BEGIN

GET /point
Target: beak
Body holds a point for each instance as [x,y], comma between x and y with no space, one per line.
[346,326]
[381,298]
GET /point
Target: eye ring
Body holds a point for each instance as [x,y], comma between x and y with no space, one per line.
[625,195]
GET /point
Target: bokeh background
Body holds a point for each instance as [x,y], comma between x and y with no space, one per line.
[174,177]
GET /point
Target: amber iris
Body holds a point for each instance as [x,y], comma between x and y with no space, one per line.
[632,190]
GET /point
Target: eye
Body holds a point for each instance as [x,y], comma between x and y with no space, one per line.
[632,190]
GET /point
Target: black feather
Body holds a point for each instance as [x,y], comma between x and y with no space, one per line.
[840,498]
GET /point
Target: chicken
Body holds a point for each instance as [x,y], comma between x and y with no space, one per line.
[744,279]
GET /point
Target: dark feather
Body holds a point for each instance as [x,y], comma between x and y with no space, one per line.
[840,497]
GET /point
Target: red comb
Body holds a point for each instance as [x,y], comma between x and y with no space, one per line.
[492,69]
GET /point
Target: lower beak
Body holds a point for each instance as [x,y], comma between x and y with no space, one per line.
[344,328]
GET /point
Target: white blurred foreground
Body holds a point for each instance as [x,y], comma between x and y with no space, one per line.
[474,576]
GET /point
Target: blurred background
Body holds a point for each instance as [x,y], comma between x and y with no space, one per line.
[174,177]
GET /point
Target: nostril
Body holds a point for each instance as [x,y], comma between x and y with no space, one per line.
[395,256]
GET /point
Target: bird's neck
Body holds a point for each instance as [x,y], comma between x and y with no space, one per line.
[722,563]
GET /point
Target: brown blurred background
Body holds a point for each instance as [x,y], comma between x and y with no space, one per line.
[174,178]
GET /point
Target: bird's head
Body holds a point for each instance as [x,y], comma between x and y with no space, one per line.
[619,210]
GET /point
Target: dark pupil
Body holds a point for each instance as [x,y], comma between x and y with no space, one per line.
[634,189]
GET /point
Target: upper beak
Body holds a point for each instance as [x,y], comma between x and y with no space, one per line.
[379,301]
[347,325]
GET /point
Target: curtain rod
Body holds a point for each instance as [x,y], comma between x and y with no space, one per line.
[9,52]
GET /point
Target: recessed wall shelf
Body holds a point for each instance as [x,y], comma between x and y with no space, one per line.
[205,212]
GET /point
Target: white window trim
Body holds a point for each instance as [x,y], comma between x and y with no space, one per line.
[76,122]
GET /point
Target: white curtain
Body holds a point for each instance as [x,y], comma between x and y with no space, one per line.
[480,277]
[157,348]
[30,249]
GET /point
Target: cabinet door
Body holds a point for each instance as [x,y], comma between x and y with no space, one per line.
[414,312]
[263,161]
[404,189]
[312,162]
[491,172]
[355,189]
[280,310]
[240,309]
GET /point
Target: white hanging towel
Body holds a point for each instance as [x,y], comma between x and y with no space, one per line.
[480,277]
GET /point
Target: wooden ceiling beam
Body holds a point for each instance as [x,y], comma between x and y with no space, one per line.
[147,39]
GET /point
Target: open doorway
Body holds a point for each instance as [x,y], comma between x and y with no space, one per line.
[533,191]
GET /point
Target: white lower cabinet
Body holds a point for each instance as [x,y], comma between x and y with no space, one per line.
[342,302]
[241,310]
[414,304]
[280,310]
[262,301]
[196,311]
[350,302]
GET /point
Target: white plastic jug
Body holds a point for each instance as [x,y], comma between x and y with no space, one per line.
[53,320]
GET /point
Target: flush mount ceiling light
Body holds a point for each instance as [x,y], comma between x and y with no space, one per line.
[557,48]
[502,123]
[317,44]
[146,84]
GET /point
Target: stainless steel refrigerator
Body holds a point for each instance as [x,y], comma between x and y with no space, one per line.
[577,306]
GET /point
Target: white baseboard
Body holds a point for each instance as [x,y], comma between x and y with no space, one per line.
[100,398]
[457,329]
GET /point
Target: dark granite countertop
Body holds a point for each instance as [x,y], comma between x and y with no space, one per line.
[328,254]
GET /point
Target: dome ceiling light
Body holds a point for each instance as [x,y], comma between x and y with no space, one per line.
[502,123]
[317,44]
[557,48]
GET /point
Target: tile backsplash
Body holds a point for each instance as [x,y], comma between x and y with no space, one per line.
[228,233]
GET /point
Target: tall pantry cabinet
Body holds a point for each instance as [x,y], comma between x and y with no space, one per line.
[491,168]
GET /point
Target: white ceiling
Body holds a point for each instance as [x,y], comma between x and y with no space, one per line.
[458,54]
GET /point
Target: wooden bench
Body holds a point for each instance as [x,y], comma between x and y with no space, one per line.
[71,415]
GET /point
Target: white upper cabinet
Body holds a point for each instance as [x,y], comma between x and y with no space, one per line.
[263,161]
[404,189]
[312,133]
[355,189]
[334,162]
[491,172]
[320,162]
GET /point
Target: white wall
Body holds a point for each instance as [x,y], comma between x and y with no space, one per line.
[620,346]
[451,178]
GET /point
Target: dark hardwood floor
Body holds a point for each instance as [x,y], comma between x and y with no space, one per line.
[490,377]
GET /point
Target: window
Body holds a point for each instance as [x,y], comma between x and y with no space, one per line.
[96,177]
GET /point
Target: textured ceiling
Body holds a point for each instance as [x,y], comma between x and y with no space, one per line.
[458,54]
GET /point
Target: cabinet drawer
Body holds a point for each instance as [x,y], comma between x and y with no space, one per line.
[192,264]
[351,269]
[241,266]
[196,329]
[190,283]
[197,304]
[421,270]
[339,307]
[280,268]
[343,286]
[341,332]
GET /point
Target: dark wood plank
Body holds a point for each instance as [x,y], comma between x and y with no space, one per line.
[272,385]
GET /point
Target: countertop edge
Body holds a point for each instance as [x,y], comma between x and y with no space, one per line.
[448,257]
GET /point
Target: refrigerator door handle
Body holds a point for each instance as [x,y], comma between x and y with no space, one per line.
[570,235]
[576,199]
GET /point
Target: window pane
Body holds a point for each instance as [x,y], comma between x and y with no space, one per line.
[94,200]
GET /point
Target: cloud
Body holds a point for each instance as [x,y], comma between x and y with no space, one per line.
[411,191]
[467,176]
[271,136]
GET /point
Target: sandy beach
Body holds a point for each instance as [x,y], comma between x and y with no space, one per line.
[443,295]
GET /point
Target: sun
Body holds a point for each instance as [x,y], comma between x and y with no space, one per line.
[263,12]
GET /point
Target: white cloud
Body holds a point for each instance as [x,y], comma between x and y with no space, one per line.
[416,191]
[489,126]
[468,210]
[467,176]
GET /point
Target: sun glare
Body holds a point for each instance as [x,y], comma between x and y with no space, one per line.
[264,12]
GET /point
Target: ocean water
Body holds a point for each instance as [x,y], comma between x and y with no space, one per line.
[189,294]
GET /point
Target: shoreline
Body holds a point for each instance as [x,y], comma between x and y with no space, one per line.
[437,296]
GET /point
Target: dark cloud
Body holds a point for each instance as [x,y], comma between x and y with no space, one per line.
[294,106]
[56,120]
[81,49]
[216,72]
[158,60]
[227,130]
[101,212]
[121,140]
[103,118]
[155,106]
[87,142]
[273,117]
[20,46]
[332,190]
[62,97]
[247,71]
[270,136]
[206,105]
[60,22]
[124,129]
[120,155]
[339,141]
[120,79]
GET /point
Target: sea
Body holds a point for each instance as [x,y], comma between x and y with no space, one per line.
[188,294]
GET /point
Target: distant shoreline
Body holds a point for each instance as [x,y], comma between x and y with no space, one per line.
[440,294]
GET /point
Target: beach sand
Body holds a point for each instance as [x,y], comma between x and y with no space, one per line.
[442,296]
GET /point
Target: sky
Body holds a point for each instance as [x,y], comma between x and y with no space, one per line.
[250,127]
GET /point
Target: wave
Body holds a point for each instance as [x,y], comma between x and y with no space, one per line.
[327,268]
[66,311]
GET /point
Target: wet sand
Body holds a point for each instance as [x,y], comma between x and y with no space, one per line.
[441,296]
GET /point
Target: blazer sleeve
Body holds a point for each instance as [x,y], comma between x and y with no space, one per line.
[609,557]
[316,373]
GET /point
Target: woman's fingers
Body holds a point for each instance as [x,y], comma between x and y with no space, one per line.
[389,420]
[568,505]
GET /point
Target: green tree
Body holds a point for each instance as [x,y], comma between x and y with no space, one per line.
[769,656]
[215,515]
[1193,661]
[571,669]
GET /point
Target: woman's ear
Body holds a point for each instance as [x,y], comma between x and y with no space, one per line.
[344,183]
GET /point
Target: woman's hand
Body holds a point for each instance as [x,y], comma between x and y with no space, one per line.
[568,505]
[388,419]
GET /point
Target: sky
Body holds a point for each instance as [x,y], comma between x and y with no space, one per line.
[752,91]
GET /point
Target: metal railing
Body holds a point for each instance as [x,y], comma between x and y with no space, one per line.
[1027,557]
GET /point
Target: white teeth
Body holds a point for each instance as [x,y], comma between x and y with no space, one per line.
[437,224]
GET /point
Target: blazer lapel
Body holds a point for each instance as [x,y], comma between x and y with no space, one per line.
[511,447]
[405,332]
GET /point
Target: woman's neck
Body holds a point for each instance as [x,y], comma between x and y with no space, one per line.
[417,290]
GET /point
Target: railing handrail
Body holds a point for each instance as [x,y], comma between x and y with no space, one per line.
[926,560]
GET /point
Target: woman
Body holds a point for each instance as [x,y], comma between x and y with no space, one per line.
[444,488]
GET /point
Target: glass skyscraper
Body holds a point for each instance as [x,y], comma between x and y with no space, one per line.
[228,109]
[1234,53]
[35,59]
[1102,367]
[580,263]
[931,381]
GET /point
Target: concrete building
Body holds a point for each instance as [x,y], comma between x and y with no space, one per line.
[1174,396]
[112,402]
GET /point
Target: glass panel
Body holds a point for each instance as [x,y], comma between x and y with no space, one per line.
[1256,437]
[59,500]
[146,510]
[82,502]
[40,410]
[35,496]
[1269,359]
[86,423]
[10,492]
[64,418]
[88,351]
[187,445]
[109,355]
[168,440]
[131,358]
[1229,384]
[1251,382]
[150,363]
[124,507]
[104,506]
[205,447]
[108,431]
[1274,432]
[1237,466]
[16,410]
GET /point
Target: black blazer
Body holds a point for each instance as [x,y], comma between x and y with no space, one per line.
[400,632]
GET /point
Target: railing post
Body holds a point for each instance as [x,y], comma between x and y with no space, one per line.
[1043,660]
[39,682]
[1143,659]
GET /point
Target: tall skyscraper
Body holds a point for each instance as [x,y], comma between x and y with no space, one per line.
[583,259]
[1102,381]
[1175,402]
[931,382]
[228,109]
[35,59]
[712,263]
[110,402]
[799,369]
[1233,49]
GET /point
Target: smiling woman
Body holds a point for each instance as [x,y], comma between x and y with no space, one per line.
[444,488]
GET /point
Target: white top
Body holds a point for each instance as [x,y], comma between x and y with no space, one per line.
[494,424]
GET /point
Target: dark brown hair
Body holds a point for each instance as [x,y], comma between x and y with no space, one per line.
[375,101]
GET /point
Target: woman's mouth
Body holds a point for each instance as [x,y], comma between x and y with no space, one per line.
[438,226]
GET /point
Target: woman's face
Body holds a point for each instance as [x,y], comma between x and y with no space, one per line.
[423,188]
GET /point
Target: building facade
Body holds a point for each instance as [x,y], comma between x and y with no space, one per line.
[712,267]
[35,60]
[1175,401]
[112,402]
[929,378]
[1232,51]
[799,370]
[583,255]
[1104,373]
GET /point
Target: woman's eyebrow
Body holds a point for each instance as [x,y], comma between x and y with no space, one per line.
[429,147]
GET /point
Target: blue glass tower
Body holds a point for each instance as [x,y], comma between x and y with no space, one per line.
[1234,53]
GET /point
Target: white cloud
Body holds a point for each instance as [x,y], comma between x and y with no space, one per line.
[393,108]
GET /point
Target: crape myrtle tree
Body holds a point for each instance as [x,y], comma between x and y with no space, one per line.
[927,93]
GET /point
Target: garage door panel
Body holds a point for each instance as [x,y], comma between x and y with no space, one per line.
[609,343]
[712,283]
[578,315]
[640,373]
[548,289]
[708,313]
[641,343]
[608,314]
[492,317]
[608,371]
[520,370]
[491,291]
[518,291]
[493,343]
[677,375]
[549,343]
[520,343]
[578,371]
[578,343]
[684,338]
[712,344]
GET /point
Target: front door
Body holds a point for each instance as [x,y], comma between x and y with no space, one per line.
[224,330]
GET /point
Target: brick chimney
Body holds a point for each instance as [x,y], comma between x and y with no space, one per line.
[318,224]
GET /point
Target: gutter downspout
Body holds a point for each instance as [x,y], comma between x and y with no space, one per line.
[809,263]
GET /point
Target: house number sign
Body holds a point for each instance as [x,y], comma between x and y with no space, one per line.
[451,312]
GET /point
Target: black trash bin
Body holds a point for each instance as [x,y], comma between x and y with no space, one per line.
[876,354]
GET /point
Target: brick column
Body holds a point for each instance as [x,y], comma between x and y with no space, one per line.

END

_REQUIRED WORK_.
From the records above, extract exactly and only the lines that begin at the line with "Target: glass skyscraper" and stop after the line with "Target: woman's eyebrow".

_EXERCISE SOLUTION_.
Target: glass skyscraper
Body holds a point for each instance as [x,y], comma between x and y with no space, one per line.
[228,109]
[1234,53]
[35,59]
[1102,367]
[580,263]
[931,381]
GET /point
Target: concrete building
Body holds a point for each instance as [x,y], comma between x and y with no space, one per line.
[1174,396]
[112,402]
GET /point
Target: glass panel
Body holds a point for each instance as [x,y], comma between x and y with no space, one per line.
[1256,437]
[59,500]
[146,510]
[82,502]
[40,410]
[35,496]
[1269,359]
[86,423]
[10,492]
[64,418]
[88,351]
[187,445]
[109,355]
[168,440]
[131,358]
[1229,384]
[1251,382]
[150,363]
[124,507]
[104,506]
[205,447]
[108,431]
[1274,432]
[1237,466]
[16,410]
GET /point
Target: black blazer
Body holds a point for each instance as [x,y], comma between x and y with no space, one per line.
[400,632]
GET /point
Target: railing post
Body holds a point for each instance as [x,y], comma between x and y with no space, one per line.
[1043,660]
[39,682]
[1143,659]
GET /point
Target: tall skyscraper
Body holds a point for each instance as [x,y], comma between x and y with no space, one per line.
[583,259]
[1102,381]
[1175,402]
[931,382]
[228,109]
[35,59]
[712,263]
[110,402]
[799,369]
[1233,49]
GET /point
Target: smiling woman
Body holds a point for each instance as [x,y], comma between x and y with no space, one per line.
[444,488]
GET /point
Target: white top
Body holds a point for each instance as [x,y], comma between x and y with no space, one per line.
[494,424]
GET /point
Target: dark brown hair
Body holds a point for each instance as [x,y], comma between x and y with no space, one per line.
[375,101]
GET /point
Target: woman's mouth
Body holds a point for each instance as [x,y], comma between x and y with no space, one per line.
[438,226]
GET /point
Target: woman's face
Body holds a point for each instance as [x,y], comma between x and y with no space, one per line.
[423,188]
GET /point
Target: building facade
Body holds a point for each instance as [x,y], comma between x and y with no space, one per line.
[712,267]
[35,60]
[1175,401]
[112,402]
[929,378]
[1232,51]
[799,370]
[583,255]
[1104,373]
GET /point
Target: woman's eyebrow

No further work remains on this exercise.